-- OBJECTIVE --
Reproduce the records word for word, from the line containing "Each instance of the rocky island" through the end of the records.

-- RECORDS FOR THE EXERCISE --
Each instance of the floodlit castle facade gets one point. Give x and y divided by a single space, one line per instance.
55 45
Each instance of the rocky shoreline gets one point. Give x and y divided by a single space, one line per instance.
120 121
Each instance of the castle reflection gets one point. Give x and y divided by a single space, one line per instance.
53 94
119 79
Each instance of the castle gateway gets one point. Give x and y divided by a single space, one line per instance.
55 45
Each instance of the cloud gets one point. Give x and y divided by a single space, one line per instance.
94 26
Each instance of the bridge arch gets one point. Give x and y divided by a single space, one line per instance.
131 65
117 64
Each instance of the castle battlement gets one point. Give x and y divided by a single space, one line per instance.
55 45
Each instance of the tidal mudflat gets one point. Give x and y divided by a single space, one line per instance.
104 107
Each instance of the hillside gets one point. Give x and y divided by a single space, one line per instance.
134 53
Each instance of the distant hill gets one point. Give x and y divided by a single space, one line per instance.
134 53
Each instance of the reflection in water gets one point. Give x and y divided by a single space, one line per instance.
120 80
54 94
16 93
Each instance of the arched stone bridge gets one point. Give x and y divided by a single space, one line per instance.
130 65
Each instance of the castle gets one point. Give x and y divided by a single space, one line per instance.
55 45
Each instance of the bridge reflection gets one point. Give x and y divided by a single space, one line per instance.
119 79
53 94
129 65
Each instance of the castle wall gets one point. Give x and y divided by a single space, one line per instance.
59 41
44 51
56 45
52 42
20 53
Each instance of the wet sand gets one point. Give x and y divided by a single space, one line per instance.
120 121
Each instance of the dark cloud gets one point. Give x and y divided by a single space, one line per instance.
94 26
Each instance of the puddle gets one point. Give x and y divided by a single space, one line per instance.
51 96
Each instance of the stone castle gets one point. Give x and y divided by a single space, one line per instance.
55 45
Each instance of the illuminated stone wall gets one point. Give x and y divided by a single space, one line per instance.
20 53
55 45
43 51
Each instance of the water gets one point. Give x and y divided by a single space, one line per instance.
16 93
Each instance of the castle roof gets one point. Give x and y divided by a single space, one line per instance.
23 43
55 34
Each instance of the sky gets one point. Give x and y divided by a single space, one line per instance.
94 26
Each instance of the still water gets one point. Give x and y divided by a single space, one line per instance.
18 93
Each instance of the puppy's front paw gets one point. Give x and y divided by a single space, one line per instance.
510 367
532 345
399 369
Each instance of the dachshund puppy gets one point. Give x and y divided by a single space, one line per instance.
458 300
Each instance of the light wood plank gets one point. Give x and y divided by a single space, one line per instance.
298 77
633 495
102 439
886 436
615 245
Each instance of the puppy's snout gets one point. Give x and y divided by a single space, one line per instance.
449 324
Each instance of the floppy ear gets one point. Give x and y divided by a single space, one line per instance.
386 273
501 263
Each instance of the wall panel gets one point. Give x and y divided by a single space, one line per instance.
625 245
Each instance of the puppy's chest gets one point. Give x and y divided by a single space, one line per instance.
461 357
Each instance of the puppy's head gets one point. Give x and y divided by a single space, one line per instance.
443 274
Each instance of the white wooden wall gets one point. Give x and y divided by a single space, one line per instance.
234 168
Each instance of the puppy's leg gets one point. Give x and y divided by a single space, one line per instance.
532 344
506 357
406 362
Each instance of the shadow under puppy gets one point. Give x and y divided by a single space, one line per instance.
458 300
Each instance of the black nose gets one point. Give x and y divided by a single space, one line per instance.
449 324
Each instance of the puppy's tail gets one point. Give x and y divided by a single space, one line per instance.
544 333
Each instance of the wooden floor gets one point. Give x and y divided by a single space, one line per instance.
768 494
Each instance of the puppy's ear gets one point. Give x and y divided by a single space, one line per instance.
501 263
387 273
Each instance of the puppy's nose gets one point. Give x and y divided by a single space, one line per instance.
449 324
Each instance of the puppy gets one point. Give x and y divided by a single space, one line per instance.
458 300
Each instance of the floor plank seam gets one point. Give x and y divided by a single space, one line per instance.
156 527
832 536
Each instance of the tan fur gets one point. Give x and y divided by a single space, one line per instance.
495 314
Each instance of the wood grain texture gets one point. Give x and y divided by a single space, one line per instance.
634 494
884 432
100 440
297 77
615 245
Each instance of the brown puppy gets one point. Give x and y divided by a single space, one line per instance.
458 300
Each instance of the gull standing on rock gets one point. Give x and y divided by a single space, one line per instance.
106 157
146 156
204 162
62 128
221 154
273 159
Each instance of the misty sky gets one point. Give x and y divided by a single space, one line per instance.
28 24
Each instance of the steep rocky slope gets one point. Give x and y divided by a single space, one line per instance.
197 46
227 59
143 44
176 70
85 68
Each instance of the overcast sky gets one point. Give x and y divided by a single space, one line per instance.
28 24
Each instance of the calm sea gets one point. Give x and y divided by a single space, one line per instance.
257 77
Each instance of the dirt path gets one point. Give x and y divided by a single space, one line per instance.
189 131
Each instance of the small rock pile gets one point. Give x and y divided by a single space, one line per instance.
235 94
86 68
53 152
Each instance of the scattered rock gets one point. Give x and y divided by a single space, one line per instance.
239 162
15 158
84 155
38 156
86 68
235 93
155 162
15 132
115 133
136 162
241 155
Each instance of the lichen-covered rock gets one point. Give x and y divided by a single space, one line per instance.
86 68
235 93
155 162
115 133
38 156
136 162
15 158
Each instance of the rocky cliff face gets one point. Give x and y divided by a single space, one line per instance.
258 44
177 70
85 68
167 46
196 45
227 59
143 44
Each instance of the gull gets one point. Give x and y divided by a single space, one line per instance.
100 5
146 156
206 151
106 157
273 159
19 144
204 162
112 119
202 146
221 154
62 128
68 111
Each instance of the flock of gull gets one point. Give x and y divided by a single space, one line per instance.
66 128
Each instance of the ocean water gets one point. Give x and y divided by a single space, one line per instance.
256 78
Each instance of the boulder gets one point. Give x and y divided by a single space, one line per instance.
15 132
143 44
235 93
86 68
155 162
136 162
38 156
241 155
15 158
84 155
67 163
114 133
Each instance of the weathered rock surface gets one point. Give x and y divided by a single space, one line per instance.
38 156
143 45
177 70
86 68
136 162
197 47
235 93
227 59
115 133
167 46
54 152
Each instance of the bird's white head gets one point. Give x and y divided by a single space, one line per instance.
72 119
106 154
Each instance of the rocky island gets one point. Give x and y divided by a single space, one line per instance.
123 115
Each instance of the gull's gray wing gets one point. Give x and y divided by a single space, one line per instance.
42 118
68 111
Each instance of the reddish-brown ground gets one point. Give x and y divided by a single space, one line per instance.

-- SOLUTION FOR THIS PROBLEM --
Each instance of the rocky island gets one point. Give x and y divided by a single space, one line per instance.
123 115
Each instance of the gull's gray wing gets one point. Give x and y divided by a single space, one line per instance.
42 118
68 111
Each instance of the reddish-brown ground gets one point. Give x and y divided by a single space, one line per instance.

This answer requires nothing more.